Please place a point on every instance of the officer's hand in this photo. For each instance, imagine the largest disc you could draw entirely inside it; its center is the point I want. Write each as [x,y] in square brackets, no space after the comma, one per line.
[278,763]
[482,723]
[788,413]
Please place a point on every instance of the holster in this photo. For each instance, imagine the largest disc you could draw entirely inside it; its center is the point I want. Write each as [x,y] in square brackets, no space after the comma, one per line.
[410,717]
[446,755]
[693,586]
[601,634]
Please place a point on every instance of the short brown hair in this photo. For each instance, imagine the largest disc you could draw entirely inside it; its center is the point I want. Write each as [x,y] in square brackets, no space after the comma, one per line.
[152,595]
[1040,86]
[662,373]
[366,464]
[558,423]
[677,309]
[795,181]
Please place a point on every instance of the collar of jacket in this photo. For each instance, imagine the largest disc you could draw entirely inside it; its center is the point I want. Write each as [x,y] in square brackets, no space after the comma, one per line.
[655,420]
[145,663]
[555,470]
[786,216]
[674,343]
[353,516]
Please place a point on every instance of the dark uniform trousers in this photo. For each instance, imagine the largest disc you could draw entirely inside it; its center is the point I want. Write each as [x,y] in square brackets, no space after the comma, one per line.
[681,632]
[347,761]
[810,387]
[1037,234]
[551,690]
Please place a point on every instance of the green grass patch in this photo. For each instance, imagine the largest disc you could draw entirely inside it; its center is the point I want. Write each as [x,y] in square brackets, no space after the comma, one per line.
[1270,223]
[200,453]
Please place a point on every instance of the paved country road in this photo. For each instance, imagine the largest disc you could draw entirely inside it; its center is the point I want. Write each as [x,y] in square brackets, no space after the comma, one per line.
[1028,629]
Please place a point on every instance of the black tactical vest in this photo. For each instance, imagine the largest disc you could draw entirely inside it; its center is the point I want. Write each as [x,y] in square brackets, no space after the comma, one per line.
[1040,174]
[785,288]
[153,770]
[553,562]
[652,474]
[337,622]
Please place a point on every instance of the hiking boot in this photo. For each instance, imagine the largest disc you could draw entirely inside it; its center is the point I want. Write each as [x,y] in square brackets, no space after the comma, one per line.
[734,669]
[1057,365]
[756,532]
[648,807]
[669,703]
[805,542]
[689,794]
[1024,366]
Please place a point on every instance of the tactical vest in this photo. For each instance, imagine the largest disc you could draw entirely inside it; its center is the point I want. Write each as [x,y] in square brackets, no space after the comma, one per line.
********
(WHAT YOU ARE ASKED TO DO)
Write out every line of the material above as a JSON list of strings, one string per line, leaving out any blank lines.

(RESULT)
[
  "Please place a point on every instance of the officer's hand in this photo. For each instance, imagine the largest disc you could draw entirely inside it; its center is the point I want. Write each as [x,y] in square brackets, no space after the comma, one per line.",
  "[278,763]",
  "[482,723]",
  "[788,413]",
  "Please place a point on every instance of the holster in this photo. For each instance, imagine the largest disc you could draw entirely inside it; its center is the point I want. Write each as [x,y] in square brackets, no space after the comma, one per line.",
  "[410,717]",
  "[446,755]",
  "[693,586]",
  "[601,634]",
  "Please place a point on every instance of the short brown hair in this photo. For each instance, imagine the largest disc you could draw entirely inside it; its center is the point I want. Write each as [x,y] in square brackets, no space after the comma, one per line.",
  "[152,595]",
  "[1040,86]",
  "[662,373]",
  "[366,464]",
  "[558,423]",
  "[677,309]",
  "[795,181]",
  "Please place a point on every instance of the collar of jacket in this photo. For each instance, imagine the largest disc you could draw entirely inside it; its center is the point I want. Write each as [x,y] in square brackets, no space after the comma, one per line.",
  "[655,420]",
  "[145,663]",
  "[555,470]",
  "[786,216]",
  "[674,343]",
  "[353,516]",
  "Please place a point on every instance of the dark uniform trousers in this photo. For each instance, imagine the largest disc you could draw entirely inside it; its center is the point I want. Write each as [x,y] in square brackets, no space after the comma, one per line.",
  "[681,632]",
  "[347,761]",
  "[810,387]",
  "[1037,234]",
  "[551,690]",
  "Please place a point on every instance of the green grass patch in this photo. For each instance, imagine the largest disc you could draw entirely inside it; its center is the point I want. Write each as [x,y] in square brackets, no space after the comma, one per line.",
  "[1270,223]",
  "[200,453]",
  "Please place a point on every instance of the paved country road in this photo. For each instance, imagine the largest disc you could draw entirely inside it; its center is the point I want. Write each as [x,y] in square brackets, no space after the comma, one per line.",
  "[1028,629]",
  "Please place a point on every instance of the black tactical vest in this photo. For each instance, imagine the largest disc you could draw entirely inside it; its center is the point I want. Write each as [x,y] in square brackets, no space after the comma, one per line.",
  "[1040,174]",
  "[785,288]",
  "[153,770]",
  "[553,562]",
  "[652,474]",
  "[337,622]",
  "Please place a point on every instance of the hiking boot in this photo. For each instance, imagine the largest disc you could draw entirely inside it; its center is the point I want. Write each as [x,y] in square brackets, no space after the comma, one per line.",
  "[734,669]",
  "[1057,365]",
  "[756,532]",
  "[648,807]",
  "[669,703]",
  "[805,542]",
  "[689,794]",
  "[1024,366]",
  "Please place a point on every instance of the tactical vest in this photo. For each instance, imagine the largest disc you could draw entirely inside it; its center is the point I want. Write each as [x,y] in square brackets, no space after the comma, one per line."
]